_TASK TO COMPLETE_:
What you return should be the lines from the first line of the records below through the line holding "white fur -> outline every instance", unchanged.

(Stored records)
◇ ◇ ◇
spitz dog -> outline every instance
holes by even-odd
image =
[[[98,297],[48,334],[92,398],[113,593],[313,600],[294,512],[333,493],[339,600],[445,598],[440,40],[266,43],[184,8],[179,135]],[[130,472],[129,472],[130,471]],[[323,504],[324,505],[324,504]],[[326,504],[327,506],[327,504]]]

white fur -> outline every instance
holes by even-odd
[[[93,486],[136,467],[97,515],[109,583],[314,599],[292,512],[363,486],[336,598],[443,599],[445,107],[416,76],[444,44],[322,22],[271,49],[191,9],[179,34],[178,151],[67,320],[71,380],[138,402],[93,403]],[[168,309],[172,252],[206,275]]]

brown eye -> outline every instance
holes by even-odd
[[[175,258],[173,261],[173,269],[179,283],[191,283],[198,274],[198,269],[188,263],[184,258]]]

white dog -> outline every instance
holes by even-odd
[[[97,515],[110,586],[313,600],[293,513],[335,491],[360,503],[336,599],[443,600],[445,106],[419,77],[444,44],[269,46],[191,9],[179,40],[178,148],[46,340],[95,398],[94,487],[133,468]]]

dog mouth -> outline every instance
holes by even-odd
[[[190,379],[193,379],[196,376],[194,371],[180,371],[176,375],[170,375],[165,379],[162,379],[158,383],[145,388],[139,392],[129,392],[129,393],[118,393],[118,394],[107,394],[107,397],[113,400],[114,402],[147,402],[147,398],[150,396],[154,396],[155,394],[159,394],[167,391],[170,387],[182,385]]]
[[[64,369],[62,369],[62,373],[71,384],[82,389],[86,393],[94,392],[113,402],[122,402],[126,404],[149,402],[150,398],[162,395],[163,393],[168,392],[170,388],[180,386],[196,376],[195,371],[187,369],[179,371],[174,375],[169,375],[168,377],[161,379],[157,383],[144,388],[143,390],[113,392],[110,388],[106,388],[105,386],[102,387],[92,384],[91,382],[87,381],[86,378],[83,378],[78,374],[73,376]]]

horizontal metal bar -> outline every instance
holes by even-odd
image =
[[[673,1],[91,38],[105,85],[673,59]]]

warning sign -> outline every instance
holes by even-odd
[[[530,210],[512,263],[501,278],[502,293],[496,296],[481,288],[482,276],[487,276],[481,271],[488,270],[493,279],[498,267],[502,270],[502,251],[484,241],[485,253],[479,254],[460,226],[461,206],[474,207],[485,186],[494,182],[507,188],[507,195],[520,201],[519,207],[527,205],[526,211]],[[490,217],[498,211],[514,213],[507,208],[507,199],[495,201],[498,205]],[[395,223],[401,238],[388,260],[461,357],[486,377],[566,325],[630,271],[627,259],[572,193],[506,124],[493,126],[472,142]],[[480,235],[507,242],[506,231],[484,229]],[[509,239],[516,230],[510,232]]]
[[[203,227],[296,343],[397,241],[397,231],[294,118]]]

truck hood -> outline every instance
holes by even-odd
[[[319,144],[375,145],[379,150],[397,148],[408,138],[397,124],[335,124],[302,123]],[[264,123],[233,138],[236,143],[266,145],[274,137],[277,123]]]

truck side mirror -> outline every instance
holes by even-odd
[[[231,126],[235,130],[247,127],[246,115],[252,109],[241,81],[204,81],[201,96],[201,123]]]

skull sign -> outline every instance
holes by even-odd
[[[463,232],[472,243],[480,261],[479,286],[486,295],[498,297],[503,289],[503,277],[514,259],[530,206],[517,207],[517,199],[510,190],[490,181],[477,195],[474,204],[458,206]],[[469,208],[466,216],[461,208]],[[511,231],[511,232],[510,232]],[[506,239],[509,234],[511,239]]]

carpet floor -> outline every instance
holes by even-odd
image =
◇ ◇ ◇
_EXERCISE OUTPUT_:
spitz dog -> outline every instance
holes by even-odd
image =
[[[98,297],[48,334],[92,398],[113,593],[313,600],[294,512],[333,493],[339,600],[445,598],[440,40],[266,43],[184,8],[179,135]],[[130,472],[129,472],[130,471]],[[323,504],[324,505],[324,504]],[[326,504],[327,506],[327,504]]]

white fur -> outline every instance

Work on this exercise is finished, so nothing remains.